[Start]

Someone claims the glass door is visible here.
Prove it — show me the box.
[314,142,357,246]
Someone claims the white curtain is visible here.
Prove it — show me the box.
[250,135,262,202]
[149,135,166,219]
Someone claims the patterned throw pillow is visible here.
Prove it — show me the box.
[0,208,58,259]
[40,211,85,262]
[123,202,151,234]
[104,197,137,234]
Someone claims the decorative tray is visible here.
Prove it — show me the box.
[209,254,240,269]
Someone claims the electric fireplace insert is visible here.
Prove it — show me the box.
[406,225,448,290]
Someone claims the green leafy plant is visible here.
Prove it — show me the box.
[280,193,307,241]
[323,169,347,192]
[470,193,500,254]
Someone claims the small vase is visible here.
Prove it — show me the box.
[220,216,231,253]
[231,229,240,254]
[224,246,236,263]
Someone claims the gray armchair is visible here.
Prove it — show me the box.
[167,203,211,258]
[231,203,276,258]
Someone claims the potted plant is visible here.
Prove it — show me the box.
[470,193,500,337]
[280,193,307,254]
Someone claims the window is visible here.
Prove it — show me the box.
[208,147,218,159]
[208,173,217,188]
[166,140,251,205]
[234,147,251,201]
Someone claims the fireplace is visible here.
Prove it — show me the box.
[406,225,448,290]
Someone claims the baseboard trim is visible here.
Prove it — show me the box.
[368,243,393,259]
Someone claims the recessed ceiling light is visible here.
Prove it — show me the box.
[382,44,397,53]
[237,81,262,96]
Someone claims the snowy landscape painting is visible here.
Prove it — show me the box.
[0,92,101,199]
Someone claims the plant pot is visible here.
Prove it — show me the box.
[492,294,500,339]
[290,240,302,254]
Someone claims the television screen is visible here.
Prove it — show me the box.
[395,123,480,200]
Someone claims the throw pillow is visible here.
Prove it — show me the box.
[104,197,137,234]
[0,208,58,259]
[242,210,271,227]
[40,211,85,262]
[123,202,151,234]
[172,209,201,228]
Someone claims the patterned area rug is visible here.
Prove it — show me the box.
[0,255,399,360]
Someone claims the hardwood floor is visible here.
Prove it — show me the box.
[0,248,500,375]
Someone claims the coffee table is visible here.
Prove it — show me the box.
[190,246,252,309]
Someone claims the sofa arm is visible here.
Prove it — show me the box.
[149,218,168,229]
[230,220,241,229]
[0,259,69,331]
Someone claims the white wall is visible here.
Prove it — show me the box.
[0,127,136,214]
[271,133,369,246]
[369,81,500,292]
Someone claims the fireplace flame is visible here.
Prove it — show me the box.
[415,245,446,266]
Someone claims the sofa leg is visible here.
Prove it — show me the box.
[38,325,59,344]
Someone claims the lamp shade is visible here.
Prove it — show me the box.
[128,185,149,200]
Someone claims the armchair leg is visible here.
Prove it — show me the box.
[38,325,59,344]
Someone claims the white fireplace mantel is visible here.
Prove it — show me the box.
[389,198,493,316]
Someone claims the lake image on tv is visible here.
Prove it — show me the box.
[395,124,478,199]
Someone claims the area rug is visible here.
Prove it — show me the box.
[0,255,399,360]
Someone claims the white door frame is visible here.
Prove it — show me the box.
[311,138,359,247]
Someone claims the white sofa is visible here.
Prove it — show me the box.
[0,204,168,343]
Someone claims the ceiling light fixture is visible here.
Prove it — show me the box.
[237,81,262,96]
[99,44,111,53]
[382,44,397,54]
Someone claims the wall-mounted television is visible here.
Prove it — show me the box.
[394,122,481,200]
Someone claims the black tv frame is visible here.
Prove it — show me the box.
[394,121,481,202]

[End]

▸ **WORK TO COMPLETE**
Write out all of the lines above again, swapping "Prove it" for "Check it" wherever it appears and changing nothing else.

▸ **ANSWER FOR THIS EXERCISE**
Someone claims the glass door is visible here.
Check it — show me the box.
[314,142,357,246]
Someone claims the white curtain is visible here.
Check it — show me the box.
[250,135,262,202]
[149,135,166,219]
Someone claims the patterned throw pillow is visible here.
Check it — show me the box.
[0,208,58,259]
[40,211,85,262]
[123,202,151,234]
[104,197,137,234]
Someone claims the decorative tray is visible here.
Check it — show me the box.
[209,254,240,269]
Someone claims the electric fireplace insert is visible here.
Check it — show me the box.
[406,225,448,290]
Someone claims the green leafy plant is visible here.
Check it — show me the box.
[280,193,307,241]
[323,169,347,192]
[470,193,500,254]
Someone claims the small vase is visible here.
Check it — show me the box.
[220,216,231,253]
[231,229,240,254]
[224,246,236,263]
Someone claims the gray armchair is visible here.
Check it — show me the box.
[167,203,211,258]
[231,203,276,258]
Someone claims the potted plant is visible here.
Check it — show me the box.
[470,193,500,337]
[280,193,307,254]
Someone claims the window is visible here.
Check it — show me the box.
[208,147,218,159]
[208,173,217,188]
[166,140,251,205]
[234,147,251,201]
Someone claims the fireplace is visible here.
Check it — show me the box.
[406,225,448,290]
Someone claims the baseboard trim is visible here.
Check it — show me the box.
[368,243,393,259]
Someone claims the recessed ceiling light is visible here.
Check it — show me the box.
[382,44,397,53]
[237,81,262,96]
Someone claims the snowy landscape painting is visible here.
Check it — show me the box.
[0,92,101,199]
Someone claims the plant pot is visible here.
Check it — show me the box.
[492,294,500,339]
[290,240,302,254]
Someone claims the television screen is visible here.
Check it — show me the box.
[395,123,480,200]
Someone claims the throw pillow is visible here.
Check it — show me the box.
[104,197,137,234]
[0,208,58,259]
[242,210,271,227]
[40,211,85,262]
[123,202,151,234]
[172,209,201,228]
Someone claims the patterned area rug is visible here.
Check it — show me the box.
[0,255,399,360]
Someone claims the hardwood floor is visible here.
Check it — show me the box.
[0,248,500,375]
Someone claims the coffee table is visible here.
Check it — show me the box.
[190,246,252,309]
Someone claims the sofa arm is visible here.
Check it — show me the box.
[149,218,168,229]
[230,220,241,229]
[0,259,69,331]
Someone claims the white wall is visible here.
Check it — show me the box.
[0,127,136,214]
[271,133,369,246]
[369,81,500,292]
Someone claims the fireplace flame is visible here.
Check it — show me the box.
[415,245,446,266]
Someone claims the sofa leg is visible here.
Check it — show me the box.
[38,325,59,344]
Someone claims the lamp shade is visible here.
Check it — show me the box.
[128,185,149,200]
Someone claims the armchair leg is visible here.
Check it — show me the box.
[38,325,59,344]
Someone claims the white fireplace mantel is visible here.
Check it — show me the box.
[389,198,493,316]
Someone claims the lake image on tv is visible here.
Check it — show me the box.
[395,124,478,199]
Someone claims the area rug is visible here.
Check it — show me the box.
[0,255,399,360]
Someone claims the white door frame is visible here.
Check it — show me the box.
[311,138,359,247]
Someone claims the white sofa is visible here.
Check it — show me the box.
[0,204,168,343]
Someone claims the ceiling light fixture is visible here.
Check it — show me the box.
[237,81,262,96]
[99,44,111,53]
[382,44,397,54]
Someone claims the wall-mounted television is visible here.
Check it — show me the box.
[394,122,481,200]
Someone claims the black tv frame is visible here.
Check it — show me the box.
[394,121,481,202]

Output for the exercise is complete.